Document text >>
■ ■ ■ ■ ■

Assistant Professor Bernard Millie Duker Childrens Hospital Albany, New York, United States
Background: Nationally, resident research education strives to meet accreditation standards including the scholarly requirements of residents and faculty. The pediatric and med/peds residency programs struggled with research productivity due to a lack of training and access to expertise needed to develop a practical resident-led projects. In 2015, we developed PedSTAR (Scholarly Track for Academics & Research), which evolved into a protected two-week curriculum that harnesses institutional expertise to provide residents with practical research education, to develop projects that can be executed while in clinical training. PedSTAR provides is nearly cost-free and has created a space for other educational experiences for our residents. Objective: Describe the impact of establishing a research curriculum on resident scholarly output in a small-to-medium sized General Pediatrics and Medicine-Pediatrics Residency Program over 9 years. Design/Methods: This is an IRB-exempt retrospective study comparing scholarly output of residents before a formal research curriculum (Group 1, classes 2013-16) to residents who experienced the current 2-week program (Group 3, classes 2019-23). The residents from 2017-2018 experienced a transitional 2-3 day curriculum and are not included. Topics covered include research modalities, IRB, software tutorials (reference managers, surveys), biostatistics, abstract writing, and presentations. Peer-reviewed publications that were print or e-published either 2 years prior or 3 years post-graduation were included, using internal tracking systems, cross-checked with Google Scholar, and PubMed. When multiple residents coauthored scholarly work, credit was given to each. Results: 98 (31 Med/Peds) residents' outcomes were reviewed from 2013 through 2022. See Table 1. Residents without research training (Group 1) averaged 0.48 publications from residency. Residents from the 2-week PedSTAR curriculum averaged 0.81 publications during their training, an increase approaching significance, compared to Group 1. Of note, MedPeds residents typically have more output, with 4 years of training.

■ ■ ■ ■ ■

Work instruction 1 >>
Answer these questions from the abstract on the pediatric residency research curriculum:
(a) In what year was PedSTAR developed?
(b) How many residents' outcomes were reviewed?
(c) How many publications did residents without research training average from residency?
Work instruction 2 >> Can you resume the abstract on the pediatric residency research curriculum, writing on from its last sentence?
The rows below the abstract were drawn from a separate source.

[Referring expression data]
■ ■ ■ ■ ■

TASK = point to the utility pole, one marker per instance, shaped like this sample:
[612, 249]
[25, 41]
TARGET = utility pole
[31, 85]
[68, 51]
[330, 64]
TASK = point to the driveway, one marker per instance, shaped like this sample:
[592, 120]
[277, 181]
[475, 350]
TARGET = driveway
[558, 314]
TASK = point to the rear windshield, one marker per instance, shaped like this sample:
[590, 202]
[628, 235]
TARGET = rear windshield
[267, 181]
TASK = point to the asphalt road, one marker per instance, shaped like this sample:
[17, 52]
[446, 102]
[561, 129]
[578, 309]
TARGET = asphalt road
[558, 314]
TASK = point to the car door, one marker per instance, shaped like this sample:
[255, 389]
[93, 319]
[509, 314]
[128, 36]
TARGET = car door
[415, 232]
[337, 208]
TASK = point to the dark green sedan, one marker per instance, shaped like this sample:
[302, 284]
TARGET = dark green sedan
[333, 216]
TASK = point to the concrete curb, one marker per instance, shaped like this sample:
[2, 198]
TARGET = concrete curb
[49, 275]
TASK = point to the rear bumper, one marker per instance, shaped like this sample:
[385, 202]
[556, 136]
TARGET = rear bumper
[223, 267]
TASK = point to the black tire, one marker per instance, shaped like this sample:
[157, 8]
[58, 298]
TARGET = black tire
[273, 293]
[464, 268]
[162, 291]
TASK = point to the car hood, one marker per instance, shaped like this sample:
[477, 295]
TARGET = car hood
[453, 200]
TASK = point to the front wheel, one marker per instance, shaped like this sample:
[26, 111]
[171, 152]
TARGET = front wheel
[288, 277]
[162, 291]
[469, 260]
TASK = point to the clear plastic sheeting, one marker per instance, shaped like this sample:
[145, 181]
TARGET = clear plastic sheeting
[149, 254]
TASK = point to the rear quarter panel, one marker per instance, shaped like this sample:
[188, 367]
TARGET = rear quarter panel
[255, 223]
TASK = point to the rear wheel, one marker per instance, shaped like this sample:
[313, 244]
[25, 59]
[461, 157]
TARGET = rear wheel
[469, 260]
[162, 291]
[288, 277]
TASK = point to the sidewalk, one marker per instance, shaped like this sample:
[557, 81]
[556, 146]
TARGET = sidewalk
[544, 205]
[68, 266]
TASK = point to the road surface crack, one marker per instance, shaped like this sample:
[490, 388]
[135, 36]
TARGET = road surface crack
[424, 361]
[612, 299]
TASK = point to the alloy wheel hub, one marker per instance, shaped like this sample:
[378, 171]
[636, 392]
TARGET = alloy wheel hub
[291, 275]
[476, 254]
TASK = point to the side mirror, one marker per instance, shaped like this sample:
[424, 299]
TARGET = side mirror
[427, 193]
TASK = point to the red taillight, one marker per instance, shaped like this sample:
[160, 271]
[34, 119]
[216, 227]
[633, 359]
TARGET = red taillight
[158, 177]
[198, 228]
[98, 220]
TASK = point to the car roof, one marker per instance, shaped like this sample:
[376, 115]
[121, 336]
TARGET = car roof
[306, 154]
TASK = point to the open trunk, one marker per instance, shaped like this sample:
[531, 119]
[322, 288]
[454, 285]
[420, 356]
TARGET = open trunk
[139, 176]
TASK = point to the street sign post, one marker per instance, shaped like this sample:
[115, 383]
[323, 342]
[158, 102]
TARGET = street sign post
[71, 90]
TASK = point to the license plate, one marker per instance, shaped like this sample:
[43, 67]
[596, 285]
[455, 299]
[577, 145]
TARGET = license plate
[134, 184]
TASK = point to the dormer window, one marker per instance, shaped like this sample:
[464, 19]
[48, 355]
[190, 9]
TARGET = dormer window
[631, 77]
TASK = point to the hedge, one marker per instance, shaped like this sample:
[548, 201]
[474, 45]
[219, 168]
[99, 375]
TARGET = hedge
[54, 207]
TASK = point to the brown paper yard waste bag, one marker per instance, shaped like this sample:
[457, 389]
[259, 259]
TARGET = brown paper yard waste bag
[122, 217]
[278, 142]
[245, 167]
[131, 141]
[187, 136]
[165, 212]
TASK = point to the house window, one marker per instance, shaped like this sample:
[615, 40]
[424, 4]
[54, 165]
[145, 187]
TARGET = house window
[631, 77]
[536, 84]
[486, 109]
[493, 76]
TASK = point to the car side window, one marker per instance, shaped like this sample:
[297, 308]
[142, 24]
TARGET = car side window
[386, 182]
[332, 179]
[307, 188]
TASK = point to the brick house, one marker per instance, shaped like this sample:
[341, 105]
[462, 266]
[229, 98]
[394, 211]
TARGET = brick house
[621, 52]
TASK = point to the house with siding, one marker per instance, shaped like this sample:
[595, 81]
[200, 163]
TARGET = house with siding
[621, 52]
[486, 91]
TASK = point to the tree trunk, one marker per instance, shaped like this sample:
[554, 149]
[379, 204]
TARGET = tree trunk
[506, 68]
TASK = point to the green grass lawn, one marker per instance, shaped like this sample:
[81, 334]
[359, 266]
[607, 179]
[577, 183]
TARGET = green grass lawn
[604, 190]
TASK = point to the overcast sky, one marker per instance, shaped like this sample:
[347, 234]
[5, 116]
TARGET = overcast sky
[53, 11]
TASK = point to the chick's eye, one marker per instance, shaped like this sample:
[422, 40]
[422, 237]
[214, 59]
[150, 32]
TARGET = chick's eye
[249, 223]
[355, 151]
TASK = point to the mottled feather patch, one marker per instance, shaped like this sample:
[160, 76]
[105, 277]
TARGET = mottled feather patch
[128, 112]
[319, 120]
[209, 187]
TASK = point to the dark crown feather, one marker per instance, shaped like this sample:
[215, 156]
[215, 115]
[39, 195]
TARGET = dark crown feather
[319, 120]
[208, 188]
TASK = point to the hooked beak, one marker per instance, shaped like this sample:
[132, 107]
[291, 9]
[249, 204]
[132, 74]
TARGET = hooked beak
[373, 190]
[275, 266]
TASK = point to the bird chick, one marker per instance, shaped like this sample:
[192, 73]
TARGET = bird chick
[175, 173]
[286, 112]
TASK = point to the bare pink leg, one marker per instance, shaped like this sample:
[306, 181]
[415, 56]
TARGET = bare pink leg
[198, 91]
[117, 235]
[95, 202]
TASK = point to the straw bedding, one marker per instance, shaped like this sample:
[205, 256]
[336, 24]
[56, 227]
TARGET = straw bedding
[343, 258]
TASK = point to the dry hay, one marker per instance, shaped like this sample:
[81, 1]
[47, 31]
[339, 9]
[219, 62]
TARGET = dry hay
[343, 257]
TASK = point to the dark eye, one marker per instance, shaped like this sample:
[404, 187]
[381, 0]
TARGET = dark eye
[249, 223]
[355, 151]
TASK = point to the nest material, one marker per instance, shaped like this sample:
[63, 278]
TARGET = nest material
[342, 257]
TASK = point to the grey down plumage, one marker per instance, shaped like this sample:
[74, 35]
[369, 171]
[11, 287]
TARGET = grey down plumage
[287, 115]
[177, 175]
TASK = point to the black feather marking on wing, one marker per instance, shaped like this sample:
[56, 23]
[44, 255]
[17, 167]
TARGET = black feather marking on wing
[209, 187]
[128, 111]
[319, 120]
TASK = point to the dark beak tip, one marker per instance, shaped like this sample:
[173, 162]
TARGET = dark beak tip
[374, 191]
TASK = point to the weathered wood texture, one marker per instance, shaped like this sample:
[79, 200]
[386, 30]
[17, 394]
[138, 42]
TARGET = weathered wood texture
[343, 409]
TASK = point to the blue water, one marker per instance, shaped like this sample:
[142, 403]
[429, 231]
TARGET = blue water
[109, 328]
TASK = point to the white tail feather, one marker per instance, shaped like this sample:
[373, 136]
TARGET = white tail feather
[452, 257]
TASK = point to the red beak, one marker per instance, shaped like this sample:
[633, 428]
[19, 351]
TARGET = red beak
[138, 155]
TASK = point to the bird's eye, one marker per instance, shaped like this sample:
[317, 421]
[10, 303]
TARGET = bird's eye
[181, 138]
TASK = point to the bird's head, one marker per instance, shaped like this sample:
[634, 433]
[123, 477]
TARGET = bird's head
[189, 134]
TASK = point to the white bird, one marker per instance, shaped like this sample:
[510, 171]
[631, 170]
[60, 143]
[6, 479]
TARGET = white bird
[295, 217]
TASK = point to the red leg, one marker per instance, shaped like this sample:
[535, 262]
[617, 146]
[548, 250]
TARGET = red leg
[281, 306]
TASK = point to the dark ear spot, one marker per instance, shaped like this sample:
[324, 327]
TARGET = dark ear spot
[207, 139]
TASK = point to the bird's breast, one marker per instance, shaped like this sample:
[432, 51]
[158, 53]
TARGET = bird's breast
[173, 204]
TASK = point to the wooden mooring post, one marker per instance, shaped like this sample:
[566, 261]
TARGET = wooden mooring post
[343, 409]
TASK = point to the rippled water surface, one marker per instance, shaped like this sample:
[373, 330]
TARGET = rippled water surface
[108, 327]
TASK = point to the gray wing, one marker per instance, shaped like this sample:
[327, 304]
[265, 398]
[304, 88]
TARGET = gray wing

■ ■ ■ ■ ■

Written reply 1 >>
(a) 2015
(b) 98 (31 of them Med/Peds)
(c) 0.48

Written reply 2 >>
Conclusion(s): This research curriculum has increased the scholarly output of the General Pediatric and Medicine-Pediatric residents who have participated in the PedSTAR program. We expect further growth in output as future classes complete their training. PedSTAR is noteworthy for being a sustainable, low-cost educational intervention which is applicable to any specialty and can be implemented at institutions of any size.